Coordinate annotation records:

--- START ---

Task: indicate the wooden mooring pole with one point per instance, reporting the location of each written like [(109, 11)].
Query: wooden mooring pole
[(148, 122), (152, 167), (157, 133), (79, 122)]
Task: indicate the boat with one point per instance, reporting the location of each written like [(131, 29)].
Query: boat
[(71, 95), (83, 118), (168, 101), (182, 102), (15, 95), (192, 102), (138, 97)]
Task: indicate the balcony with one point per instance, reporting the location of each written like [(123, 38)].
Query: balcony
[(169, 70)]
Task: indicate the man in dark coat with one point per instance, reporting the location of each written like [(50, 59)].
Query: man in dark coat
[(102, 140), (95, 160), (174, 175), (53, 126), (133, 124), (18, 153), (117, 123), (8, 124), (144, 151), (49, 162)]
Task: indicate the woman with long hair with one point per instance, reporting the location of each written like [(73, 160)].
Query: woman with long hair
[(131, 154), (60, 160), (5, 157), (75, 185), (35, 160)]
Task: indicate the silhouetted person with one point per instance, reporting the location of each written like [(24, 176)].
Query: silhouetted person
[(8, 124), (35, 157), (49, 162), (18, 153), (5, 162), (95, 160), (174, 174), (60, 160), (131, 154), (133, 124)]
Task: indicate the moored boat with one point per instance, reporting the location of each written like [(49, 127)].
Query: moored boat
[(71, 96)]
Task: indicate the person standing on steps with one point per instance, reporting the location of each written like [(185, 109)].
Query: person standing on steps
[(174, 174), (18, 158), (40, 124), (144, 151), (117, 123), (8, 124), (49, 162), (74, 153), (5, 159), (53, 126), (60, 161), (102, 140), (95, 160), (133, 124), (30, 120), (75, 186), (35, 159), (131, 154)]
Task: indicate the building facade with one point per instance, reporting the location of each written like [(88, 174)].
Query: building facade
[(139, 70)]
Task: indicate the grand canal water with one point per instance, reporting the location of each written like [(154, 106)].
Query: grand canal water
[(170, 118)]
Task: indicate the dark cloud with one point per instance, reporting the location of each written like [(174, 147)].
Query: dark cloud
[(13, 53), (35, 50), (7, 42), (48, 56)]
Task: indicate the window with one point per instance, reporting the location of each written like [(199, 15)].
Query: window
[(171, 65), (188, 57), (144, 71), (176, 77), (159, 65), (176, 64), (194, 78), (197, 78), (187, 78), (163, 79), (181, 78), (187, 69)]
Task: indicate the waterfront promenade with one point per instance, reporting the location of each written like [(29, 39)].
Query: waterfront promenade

--- END ---

Reproduce the items above verbatim, from the line containing "Task: indicate the woman" through the line containing "78), (187, 69)]", with both of those lines included.

Task: indicate the woman with long hair with one point per instance, reporting the location of each written like [(73, 160)].
Query: woman with long hair
[(131, 154), (60, 160), (5, 157), (75, 185), (35, 160)]
Task: indicate the silhouetted person with one point per instance, reporting the location of each written like [(24, 176)].
Query: silhouetted person
[(8, 124), (35, 157), (49, 162), (18, 153), (5, 162), (95, 160), (174, 174), (60, 160), (131, 154), (133, 124)]
Task: indicate the moored boat with one point per instance, reporting the location of each written like [(49, 127)].
Query: moored boat
[(71, 96)]
Task: indicate the person standing on steps with one point per instance, reporting the location of each written like [(185, 109)].
Query: person standing on steps
[(174, 174), (18, 158), (40, 124), (144, 151), (117, 123), (8, 124), (49, 162), (74, 153), (5, 159), (53, 126), (60, 161), (102, 140), (95, 160), (133, 124), (30, 120), (75, 186), (35, 159), (131, 154)]
Task: indicate the building facade with one point per instance, reporting the location of each written like [(88, 174)].
Query: building facade
[(139, 70)]
Task: indicate the grand canal water with one point per instance, reporting the location of each written like [(154, 106)].
Query: grand canal water
[(170, 118)]
Task: indicate the dark cloud with one point per instance, reporting the location of each written like [(174, 147)].
Query: dark cloud
[(13, 53), (35, 50), (7, 42), (48, 56)]
Task: indicate the window with one point per instance, reporting the location of each written like [(199, 15)].
Query: window
[(171, 65), (188, 57), (144, 71), (176, 77), (159, 65), (176, 64), (194, 78), (197, 78), (187, 78), (163, 79), (181, 78), (187, 69)]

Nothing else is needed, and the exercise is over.